▶ [Source extract]:
————
American politicians who had for so long regarded tech with gee-whiz amazement started calling Mark Zuckerberg into Capitol Hill hearing rooms for hostile face-offs about Facebook’s business model. European lawmakers went one step further, forcing consumer Internet companies to adopt far stricter privacy rules. And with every week came a steady drip of revelation that the agents of all this social media mayhem came from overseas, orchestrated by the government of Vladimir Putin, the man who had pushed his protégé and placeholder Dmitry Medvedev aside only two short years after that earnest pilgrimage to Silicon Valley.
Since the end of the Cold War, the Valley’s defense-centric origins had faded into the haze of collective memory. In the sun-dappled quads of Stanford and the polished-wood wine bars of University Avenue, the only history that seemed to matter was that of Sergey and Larry and Mark, or perhaps, if you wanted to get nostalgic, the two Steves in their Los Altos garage. The quiet land of Lockheed and Terman didn’t seem to have much to do with the gloriously rich, pulsing center of global capitalism, a place that represented the resounding triumph of the agile new market economy over the lumbering bureaucracies of old.
The things the Valley now sold—their reach, their ubiquity, their intelligence—had an influence far greater than that of the hardware and software products that had originally put it on the map. Yet as the 2016 election showed, the social media platforms of the new era were some of the most powerful weapons the Valley had ever produced.
This was the place that had rejected the old politics, where titans like Steve Jobs became billionaires before bothering to vote, where belief systems often cleaved into either techno-libertarian rejection of the system or an impatient, technocratic “there’s an app for that” belief that Silicon Valley could fix governmental failures. Heads down and engineering first, the boy wonders of the Valley had built extraordinary thinking machines without reckoning with how truly disruptive they might become. The Silicon Valley ethos was a product of the prosperous, rambunctious, and generally peaceful America of the late twentieth century, now gravely tested in the early twenty-first.
————
▶ [Recorded data]:
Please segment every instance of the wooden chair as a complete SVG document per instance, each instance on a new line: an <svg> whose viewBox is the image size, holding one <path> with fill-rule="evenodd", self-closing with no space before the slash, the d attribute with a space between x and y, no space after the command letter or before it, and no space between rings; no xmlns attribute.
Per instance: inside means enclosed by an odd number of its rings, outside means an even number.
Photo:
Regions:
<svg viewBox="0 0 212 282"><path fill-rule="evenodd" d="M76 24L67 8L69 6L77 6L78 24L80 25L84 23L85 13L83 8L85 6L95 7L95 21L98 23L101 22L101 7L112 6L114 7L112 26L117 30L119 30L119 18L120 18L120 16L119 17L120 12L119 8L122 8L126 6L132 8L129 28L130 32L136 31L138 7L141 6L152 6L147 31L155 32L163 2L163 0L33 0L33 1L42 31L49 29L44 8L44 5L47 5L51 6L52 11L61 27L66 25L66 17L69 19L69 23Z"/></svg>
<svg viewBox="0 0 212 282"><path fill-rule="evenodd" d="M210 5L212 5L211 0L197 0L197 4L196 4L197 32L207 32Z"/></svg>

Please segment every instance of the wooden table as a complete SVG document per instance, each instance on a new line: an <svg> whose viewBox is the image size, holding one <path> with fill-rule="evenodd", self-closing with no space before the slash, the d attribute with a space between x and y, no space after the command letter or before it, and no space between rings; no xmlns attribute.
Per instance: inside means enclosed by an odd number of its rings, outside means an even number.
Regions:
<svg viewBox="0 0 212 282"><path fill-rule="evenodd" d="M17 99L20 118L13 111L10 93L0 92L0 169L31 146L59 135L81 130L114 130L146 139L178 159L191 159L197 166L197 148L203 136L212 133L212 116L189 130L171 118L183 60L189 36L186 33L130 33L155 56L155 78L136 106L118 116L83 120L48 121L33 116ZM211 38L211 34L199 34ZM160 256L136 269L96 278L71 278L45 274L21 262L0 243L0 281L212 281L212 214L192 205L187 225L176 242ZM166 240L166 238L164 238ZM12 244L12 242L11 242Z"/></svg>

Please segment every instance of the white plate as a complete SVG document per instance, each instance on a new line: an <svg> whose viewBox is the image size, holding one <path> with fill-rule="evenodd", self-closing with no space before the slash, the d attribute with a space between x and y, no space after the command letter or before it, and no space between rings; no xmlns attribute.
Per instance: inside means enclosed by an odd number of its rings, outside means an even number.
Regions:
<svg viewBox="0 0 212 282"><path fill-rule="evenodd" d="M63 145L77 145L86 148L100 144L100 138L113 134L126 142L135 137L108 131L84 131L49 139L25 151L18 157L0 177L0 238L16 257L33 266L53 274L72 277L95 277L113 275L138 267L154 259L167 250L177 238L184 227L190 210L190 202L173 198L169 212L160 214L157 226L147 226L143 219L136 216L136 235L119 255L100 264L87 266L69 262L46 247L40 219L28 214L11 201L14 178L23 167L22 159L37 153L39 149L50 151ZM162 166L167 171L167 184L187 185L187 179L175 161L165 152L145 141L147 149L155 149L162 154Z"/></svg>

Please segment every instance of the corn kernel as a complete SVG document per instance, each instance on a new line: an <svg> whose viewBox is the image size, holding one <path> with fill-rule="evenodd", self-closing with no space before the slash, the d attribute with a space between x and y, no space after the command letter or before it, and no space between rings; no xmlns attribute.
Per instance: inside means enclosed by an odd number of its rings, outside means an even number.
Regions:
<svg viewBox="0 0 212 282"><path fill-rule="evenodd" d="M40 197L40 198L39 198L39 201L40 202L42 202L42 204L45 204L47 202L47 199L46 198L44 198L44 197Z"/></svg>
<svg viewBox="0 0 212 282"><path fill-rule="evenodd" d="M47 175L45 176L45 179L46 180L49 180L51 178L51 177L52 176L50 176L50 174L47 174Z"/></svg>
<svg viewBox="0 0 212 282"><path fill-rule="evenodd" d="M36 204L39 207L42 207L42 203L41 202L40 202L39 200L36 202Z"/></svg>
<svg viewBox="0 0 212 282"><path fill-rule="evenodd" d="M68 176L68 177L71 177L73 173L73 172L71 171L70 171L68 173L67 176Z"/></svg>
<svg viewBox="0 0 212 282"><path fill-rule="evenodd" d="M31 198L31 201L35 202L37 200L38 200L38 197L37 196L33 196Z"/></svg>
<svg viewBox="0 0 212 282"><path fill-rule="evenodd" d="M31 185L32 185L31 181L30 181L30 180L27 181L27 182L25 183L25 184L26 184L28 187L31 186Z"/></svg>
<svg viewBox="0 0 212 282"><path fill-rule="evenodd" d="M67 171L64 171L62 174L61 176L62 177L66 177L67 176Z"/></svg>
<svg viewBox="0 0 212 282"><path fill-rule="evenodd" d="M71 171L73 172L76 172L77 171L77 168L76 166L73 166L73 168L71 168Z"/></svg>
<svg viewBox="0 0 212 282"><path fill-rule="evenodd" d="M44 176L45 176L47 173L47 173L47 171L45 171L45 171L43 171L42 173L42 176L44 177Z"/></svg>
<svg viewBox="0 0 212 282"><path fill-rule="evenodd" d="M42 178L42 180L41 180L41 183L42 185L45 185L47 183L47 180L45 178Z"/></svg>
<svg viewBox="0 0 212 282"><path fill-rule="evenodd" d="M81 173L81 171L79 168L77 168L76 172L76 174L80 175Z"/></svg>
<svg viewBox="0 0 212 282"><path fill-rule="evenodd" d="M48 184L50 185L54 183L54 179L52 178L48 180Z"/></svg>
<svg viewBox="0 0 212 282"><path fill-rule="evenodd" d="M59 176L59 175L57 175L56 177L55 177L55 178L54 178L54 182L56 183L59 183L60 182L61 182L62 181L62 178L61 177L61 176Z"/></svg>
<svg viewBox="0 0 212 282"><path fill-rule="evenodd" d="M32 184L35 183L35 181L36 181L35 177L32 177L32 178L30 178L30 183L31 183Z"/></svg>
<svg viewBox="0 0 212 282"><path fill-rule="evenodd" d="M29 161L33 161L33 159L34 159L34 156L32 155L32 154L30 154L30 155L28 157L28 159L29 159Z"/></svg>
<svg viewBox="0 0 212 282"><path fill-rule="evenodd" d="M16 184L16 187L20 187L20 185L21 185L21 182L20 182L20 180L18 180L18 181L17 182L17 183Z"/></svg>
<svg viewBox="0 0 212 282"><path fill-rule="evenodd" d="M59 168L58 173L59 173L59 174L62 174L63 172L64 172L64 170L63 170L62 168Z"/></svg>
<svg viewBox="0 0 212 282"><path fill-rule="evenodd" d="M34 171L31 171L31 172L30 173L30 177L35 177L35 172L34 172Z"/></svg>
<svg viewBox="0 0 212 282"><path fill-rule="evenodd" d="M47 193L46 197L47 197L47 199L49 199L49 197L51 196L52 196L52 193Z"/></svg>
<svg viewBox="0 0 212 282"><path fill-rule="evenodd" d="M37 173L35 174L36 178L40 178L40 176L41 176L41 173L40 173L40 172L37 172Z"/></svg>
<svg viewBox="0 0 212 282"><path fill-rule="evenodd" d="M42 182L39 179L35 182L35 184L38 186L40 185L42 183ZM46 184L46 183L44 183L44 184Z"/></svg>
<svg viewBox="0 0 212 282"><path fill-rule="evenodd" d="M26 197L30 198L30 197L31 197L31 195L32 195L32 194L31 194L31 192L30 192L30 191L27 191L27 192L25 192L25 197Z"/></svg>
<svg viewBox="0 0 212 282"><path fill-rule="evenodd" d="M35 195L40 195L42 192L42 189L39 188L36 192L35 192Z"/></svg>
————
▶ [Exercise set]:
A – Please rewrite the Silicon Valley passage, starting with "This was the" and going on through "the early twenty-first.", with "boy wonders" changed to "young engineers".
B – In the Silicon Valley passage, what did European lawmakers force consumer Internet companies to do?

▶ [The replies]:
A –
This was the place that had rejected the old politics, where titans like Steve Jobs became billionaires before bothering to vote, where belief systems often cleaved into either techno-libertarian rejection of the system or an impatient, technocratic “there’s an app for that” belief that Silicon Valley could fix governmental failures. Heads down and engineering first, the young engineers of the Valley had built extraordinary thinking machines without reckoning with how truly disruptive they might become. The Silicon Valley ethos was a product of the prosperous, rambunctious, and generally peaceful America of the late twentieth century, now gravely tested in the early twenty-first.

B – They forced them to adopt far stricter privacy rules.